STUDY MATERIAL Start Marker
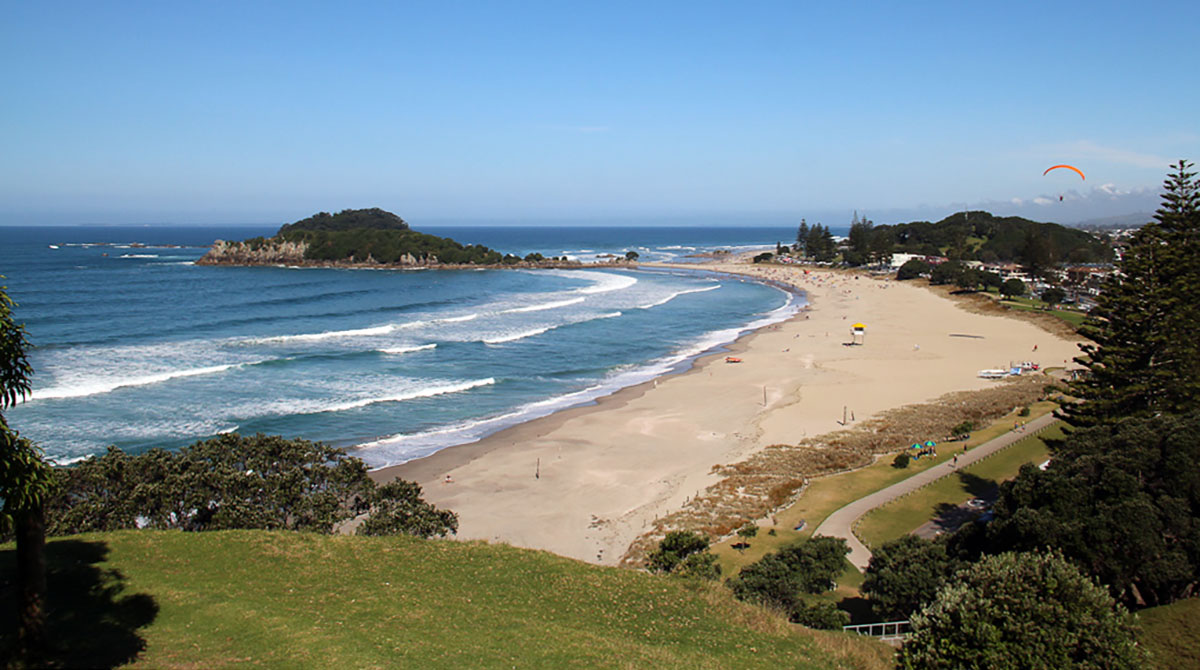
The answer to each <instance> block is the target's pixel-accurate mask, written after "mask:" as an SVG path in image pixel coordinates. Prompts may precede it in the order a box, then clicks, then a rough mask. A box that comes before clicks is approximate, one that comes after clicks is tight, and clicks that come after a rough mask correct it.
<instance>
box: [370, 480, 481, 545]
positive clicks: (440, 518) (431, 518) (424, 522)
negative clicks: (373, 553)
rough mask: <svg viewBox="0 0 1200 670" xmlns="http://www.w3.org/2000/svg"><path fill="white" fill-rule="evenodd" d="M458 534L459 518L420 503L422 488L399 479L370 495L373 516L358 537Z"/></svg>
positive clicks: (377, 489)
mask: <svg viewBox="0 0 1200 670" xmlns="http://www.w3.org/2000/svg"><path fill="white" fill-rule="evenodd" d="M457 531H458V515H457V514H455V513H454V512H450V510H449V509H438V508H436V507H433V506H432V504H430V503H427V502H425V501H424V499H421V486H420V485H419V484H416V483H415V481H406V480H403V479H396V480H394V481H389V483H388V484H384V485H382V486H379V487H377V489H376V490H374V491H373V492H372V495H371V514H370V516H367V519H366V521H364V522H362V524H361V525H360V526H359V528H358V531H356V533H358V534H360V536H398V534H408V536H415V537H419V538H432V537H444V536H451V534H454V533H456V532H457Z"/></svg>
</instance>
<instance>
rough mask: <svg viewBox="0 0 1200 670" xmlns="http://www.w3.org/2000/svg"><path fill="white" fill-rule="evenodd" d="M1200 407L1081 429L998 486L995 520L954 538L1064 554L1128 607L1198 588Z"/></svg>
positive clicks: (962, 549)
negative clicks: (1019, 472)
mask: <svg viewBox="0 0 1200 670" xmlns="http://www.w3.org/2000/svg"><path fill="white" fill-rule="evenodd" d="M1198 462H1200V411H1198V412H1192V413H1189V414H1187V415H1183V417H1172V415H1165V414H1164V415H1160V417H1152V418H1146V419H1130V420H1127V421H1123V423H1121V424H1117V425H1102V426H1094V427H1091V429H1086V430H1078V431H1075V432H1073V433H1072V435H1069V436H1068V437H1067V438H1066V439H1064V441H1062V442H1061V443H1056V444H1052V459H1051V461H1050V466H1049V467H1048V468H1046V469H1045V471H1042V469H1039V468H1036V467H1033V466H1031V465H1026V466H1025V467H1024V468H1022V469H1021V471H1020V473H1019V474H1018V477H1016V478H1015V479H1013V480H1010V481H1007V483H1004V484H1002V485H1001V489H1000V498H998V499H997V502H996V504H995V507H994V513H995V519H994V520H992V521H991V522H990V524H988V526H986V527H985V528H980V527H977V526H968V527H965V528H964V530H961V531H959V533H956V534H955V537H954V538H953V539H952V546H954V548H955V549H956V550H958V551H960V552H961V554H962V555H972V554H976V552H978V551H985V552H988V554H998V552H1002V551H1022V550H1033V549H1040V548H1045V546H1051V548H1055V549H1057V550H1060V551H1062V555H1063V556H1066V557H1067V558H1068V560H1070V561H1073V562H1074V563H1075V564H1078V566H1079V567H1080V568H1081V569H1084V570H1085V572H1086V573H1088V574H1090V575H1092V576H1094V578H1097V579H1099V580H1100V581H1102V582H1104V584H1106V585H1108V586H1109V587H1110V588H1111V590H1112V593H1114V596H1116V597H1117V598H1118V599H1121V600H1122V602H1123V603H1124V604H1126V605H1128V606H1145V605H1160V604H1166V603H1170V602H1172V600H1176V599H1178V598H1184V597H1187V596H1189V594H1192V593H1194V592H1195V591H1196V587H1198V585H1200V468H1196V465H1195V463H1198Z"/></svg>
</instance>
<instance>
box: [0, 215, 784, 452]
mask: <svg viewBox="0 0 1200 670" xmlns="http://www.w3.org/2000/svg"><path fill="white" fill-rule="evenodd" d="M274 232H275V228H274V227H258V228H256V227H233V228H230V227H226V228H215V227H210V228H202V227H158V226H155V227H52V228H29V227H0V274H2V275H6V277H7V279H6V280H2V283H5V285H7V286H8V294H10V297H11V298H13V299H14V300H16V301H17V303H18V304H19V306H18V307H17V309H16V312H14V315H16V317H17V321H18V322H23V323H24V324H25V328H26V330H28V333H29V337H30V341H31V342H32V348H31V349H30V352H29V359H30V363H31V364H32V366H34V369H35V375H34V390H32V395H31V397H30V399H28V400H26V401H24V402H22V403H20V405H18V406H16V407H13V408H11V409H10V411H8V412H7V413H6V417H7V419H8V421H10V424H11V425H12V426H13V427H16V429H17V430H19V431H20V433H22V435H24V436H25V437H29V438H31V439H34V441H35V442H37V443H38V444H41V445H42V448H43V449H44V450H46V454H47V455H48V456H49V457H50V459H53V460H55V461H56V462H60V463H65V462H71V461H73V460H78V459H82V457H86V456H88V455H90V454H96V453H101V451H103V450H104V448H107V445H110V444H115V445H118V447H120V448H122V449H126V450H130V451H134V453H137V451H142V450H145V449H149V448H154V447H163V448H178V447H180V445H184V444H188V443H191V442H194V441H197V439H203V438H208V437H211V436H215V435H220V433H227V432H233V431H238V432H241V433H256V432H264V433H278V435H284V436H288V437H304V438H307V439H313V441H324V442H330V443H334V444H337V445H343V447H347V448H349V449H350V450H352V451H353V453H354V454H355V455H358V456H360V457H362V459H364V460H365V461H367V462H368V463H370V465H372V466H384V465H391V463H397V462H403V461H406V460H410V459H413V457H419V456H422V455H426V454H430V453H432V451H436V450H438V449H440V448H444V447H448V445H451V444H460V443H464V442H472V441H475V439H479V438H481V437H484V436H486V435H488V433H491V432H494V431H497V430H500V429H503V427H506V426H510V425H514V424H517V423H521V421H526V420H529V419H533V418H536V417H541V415H546V414H550V413H552V412H554V411H558V409H562V408H566V407H571V406H577V405H582V403H587V402H590V401H593V400H595V399H596V397H600V396H602V395H607V394H611V393H613V391H614V390H618V389H620V388H624V387H628V385H631V384H636V383H640V382H644V381H648V379H650V378H653V377H655V376H659V375H662V373H666V372H671V371H678V370H683V369H685V367H686V366H688V365H689V364H690V361H691V360H692V359H694V358H695V357H696V355H698V354H701V353H703V352H706V351H712V349H713V348H714V347H719V346H720V345H724V343H727V342H731V341H732V340H734V339H736V337H737V336H738V334H740V333H743V331H745V330H748V329H751V328H756V327H760V325H763V324H768V323H773V322H778V321H781V319H784V318H787V317H788V316H790V315H792V313H794V311H796V310H797V309H798V307H799V304H798V300H799V299H798V298H797V297H794V295H792V294H788V293H786V292H784V291H781V289H779V288H776V287H772V286H766V285H762V283H757V282H752V281H746V280H744V279H739V277H734V276H728V275H714V274H710V273H703V271H662V270H636V269H629V268H625V267H606V265H605V264H604V263H598V264H594V265H590V267H588V268H586V269H578V270H576V269H568V270H493V269H468V270H348V269H347V270H343V269H300V268H282V267H270V268H233V267H198V265H196V264H194V261H196V259H197V258H199V257H200V256H202V255H203V253H204V251H205V247H206V245H209V244H211V243H212V240H214V239H218V238H220V239H244V238H248V237H254V235H259V234H265V235H270V234H272V233H274ZM428 232H432V233H434V234H440V235H446V237H452V238H455V239H457V240H460V241H463V243H472V244H484V245H487V246H491V247H493V249H497V250H499V251H502V252H511V253H517V255H520V256H524V255H526V253H529V252H539V253H544V255H545V256H556V257H557V256H569V257H572V258H578V259H582V261H584V262H590V263H596V262H598V261H602V259H604V257H605V256H606V255H618V256H623V255H624V253H625V251H630V250H632V251H636V252H638V255H640V257H641V258H642V259H653V261H688V259H689V258H688V257H690V256H691V255H694V253H697V252H704V251H712V250H715V249H731V250H743V249H754V247H763V246H774V244H775V241H778V240H781V239H782V240H787V239H788V235H790V234H791V232H790V231H788V229H781V228H678V227H674V228H612V227H594V228H550V227H470V228H468V227H440V228H428Z"/></svg>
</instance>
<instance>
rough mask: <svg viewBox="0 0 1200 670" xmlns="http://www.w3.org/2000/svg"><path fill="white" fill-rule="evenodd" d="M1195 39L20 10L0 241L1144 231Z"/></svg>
mask: <svg viewBox="0 0 1200 670" xmlns="http://www.w3.org/2000/svg"><path fill="white" fill-rule="evenodd" d="M1198 25H1200V2H1195V1H1178V2H1140V4H1133V2H1097V1H1088V2H1028V4H1025V2H962V1H954V2H905V4H900V2H887V4H884V2H878V4H866V2H862V4H860V2H822V4H817V2H799V1H786V2H774V1H755V2H730V1H721V2H704V1H688V2H666V1H662V2H644V1H642V2H628V4H626V2H618V1H606V2H518V1H512V2H494V1H491V2H461V1H454V0H443V1H427V2H418V1H410V2H402V1H396V2H365V1H344V2H328V4H326V2H311V4H310V2H299V1H289V2H260V1H251V0H242V1H236V2H221V1H204V2H139V1H122V2H103V1H88V2H58V1H53V0H47V1H38V2H10V4H7V5H6V8H5V11H4V20H2V22H0V128H2V134H4V139H2V142H0V156H2V160H0V225H55V223H58V225H65V223H126V222H128V223H146V222H163V223H276V222H286V221H294V220H298V219H302V217H305V216H307V215H310V214H312V213H314V211H320V210H328V211H336V210H340V209H346V208H362V207H382V208H384V209H388V210H390V211H394V213H396V214H398V215H401V216H402V217H404V219H406V220H408V221H409V222H410V223H413V225H414V226H418V227H419V223H420V222H431V223H437V222H487V221H509V222H532V223H536V222H572V221H587V222H596V221H608V222H614V223H617V222H620V223H634V225H636V223H638V222H643V223H652V222H659V221H697V222H720V223H731V225H732V223H739V222H754V223H763V222H776V221H778V222H781V223H791V222H796V221H798V220H799V219H800V217H805V219H806V220H808V221H809V222H810V223H811V222H814V221H823V222H824V223H827V225H833V226H845V225H848V222H850V219H851V216H852V214H851V213H853V211H857V213H859V214H862V215H865V216H869V217H870V219H871V220H872V221H875V222H876V223H892V222H896V221H907V220H916V219H930V220H937V219H941V217H943V216H946V215H947V214H950V213H952V211H955V210H960V209H964V208H970V209H988V210H990V211H992V213H996V214H1003V215H1021V216H1028V217H1031V219H1036V220H1039V221H1058V222H1064V223H1069V222H1073V221H1079V220H1085V219H1096V217H1104V216H1118V215H1126V214H1130V213H1141V211H1152V210H1153V209H1154V208H1156V207H1157V203H1158V195H1159V191H1160V185H1162V181H1163V179H1164V178H1165V175H1166V173H1168V172H1169V166H1170V164H1171V163H1174V162H1176V161H1177V160H1180V158H1188V160H1198V158H1200V85H1198V83H1200V74H1198V73H1196V68H1195V49H1194V38H1195V29H1196V26H1198ZM1057 163H1070V164H1074V166H1076V167H1079V168H1080V169H1081V171H1082V172H1084V173H1085V174H1086V177H1087V178H1086V180H1084V179H1080V178H1079V175H1078V174H1075V173H1073V172H1070V171H1063V169H1060V171H1054V172H1051V173H1050V174H1048V175H1043V171H1044V169H1045V168H1048V167H1050V166H1052V164H1057ZM1060 197H1061V198H1062V199H1060Z"/></svg>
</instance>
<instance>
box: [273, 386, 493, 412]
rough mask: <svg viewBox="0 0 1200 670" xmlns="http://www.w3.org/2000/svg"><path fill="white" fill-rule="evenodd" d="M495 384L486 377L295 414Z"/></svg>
STUDY MATERIAL End Marker
- WHAT IS REQUIRED -
Which lines of the data above contain the string "positive"? Show each one in full, treating uppercase and lowercase letters as different.

- THE ANSWER -
positive clicks: (440, 518) (431, 518) (424, 522)
positive clicks: (377, 489)
positive clicks: (962, 549)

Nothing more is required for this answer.